(Extrait de page)
=====
Les trois géants des Black-Mountains. — Cold-Brook. — Le château hanté. — Tragique histoire de deux Têtes-Rondes et d’une dame blanche. — La flaque de sang. — Un exorcisme peu commode. — Le fantôme de la reine. — L’intersigne du tambour. — Ce qu’on voit sur un tronc de hêtre. — La chapelle maudite. — Un hammam dans une église. — Sur la crête du Skyridd-Fawr. — Abergavenny. — Encore les parlours. — Le mariage chez les Gallois. — La coutume des biddings. — Une circulaire matrimoniale. — Le soir des Rois en Galles. — Un chœur de villageois. — La musique à l’école primaire. — Affinités de la musique galloise avec certains thèmes allemands. — L’opinion de M. Bourgault-Ducoudray. — Adieux à Llanover. — La pierre noire du Snowdon.


Nos breaks, maintenant, filent à grande allure dans la vallée de l’Usk, déroulant sa coulée de sombre émeraude aux deux côtés de la route.

Les plans lointains du Bloreng, du Sugarloaf (pain de sucre) et du Skyridd-Fawr, les trois géants des Black Mountains, le premier haut de 580 mètres, le second de 558 et le troisième de 487, commencent à s’étager dans la brume. La route oblique sur la gauche ; une grille s’ouvre, et nous entrons dans la mystérieuse nuit verte des hêtraies de Cold-Brook. Quelque chose miroite au bout de l’avenue, une petite tache blanche imperceptible qui grandit à mesure, prend forme et se développe, la hêtraie franchie, en un spacieux château de la Renaissance.

Château, ai-je dit ? Plutôt maison de campagne, — comme les trois quarts de ces châteaux gallois, — mais décorée à l’ancienne mode, avec des lambris de hauteur et de grandes cheminées à chambranles. Sauf la salle à manger du rez-de-chaussée, où l’on avait disposé quelques tables et des chaises pour le lundi de cinq heures, toutes les pièces étaient vides. Cold-Brook était encore aux mains des tapissiers et des peintres qui achevaient de le mettre en état pour recevoir ses nouveaux hôtes : un fils de Mme Herbert, diplomate à Copenhague, et sa jeune famille.

Tel quel et dans sa fraîcheur récente, je n’ai point vu de château qui donnât moins l’impression d’un château hanté. Et comment hanté, et par qui ? Nous nous le demandions en visitant ces grandes salles insipides, où la lumière entrait à gros bouillons et dansait jusque dans les coins.

— Attendez d’être dans la murder’s room (la chambre du meurtre), nous dit Mme Smith.

— Et où est-elle, cette murder’s room ?

— Au second étage, dans les combles du château.

— Eh bien, montons au second étage.
=====
Dans l'extrait sur le château de Cold-Brook, reprenez tout le passage depuis « Tel quel et » jusqu'à « au second étage. » en renommant « Mme Smith » en « Mme Price ». Appuyez-vous uniquement sur l'extrait.

(Entrées pour l'annotation par boîtes englobantes)
=====
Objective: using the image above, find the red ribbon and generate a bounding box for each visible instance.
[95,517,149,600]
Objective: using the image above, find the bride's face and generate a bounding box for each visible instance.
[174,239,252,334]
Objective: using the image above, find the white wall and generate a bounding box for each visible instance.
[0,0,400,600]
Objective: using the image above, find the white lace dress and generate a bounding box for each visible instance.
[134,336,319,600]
=====
(Corrigé)
Tel quel et dans sa fraîcheur récente, je n’ai point vu de château qui donnât moins l’impression d’un château hanté. Et comment hanté, et par qui ? Nous nous le demandions en visitant ces grandes salles insipides, où la lumière entrait à gros bouillons et dansait jusque dans les coins.

— Attendez d’être dans la murder’s room (la chambre du meurtre), nous dit Mme Price.

— Et où est-elle, cette murder’s room ?

— Au second étage, dans les combles du château.

— Eh bien, montons au second étage.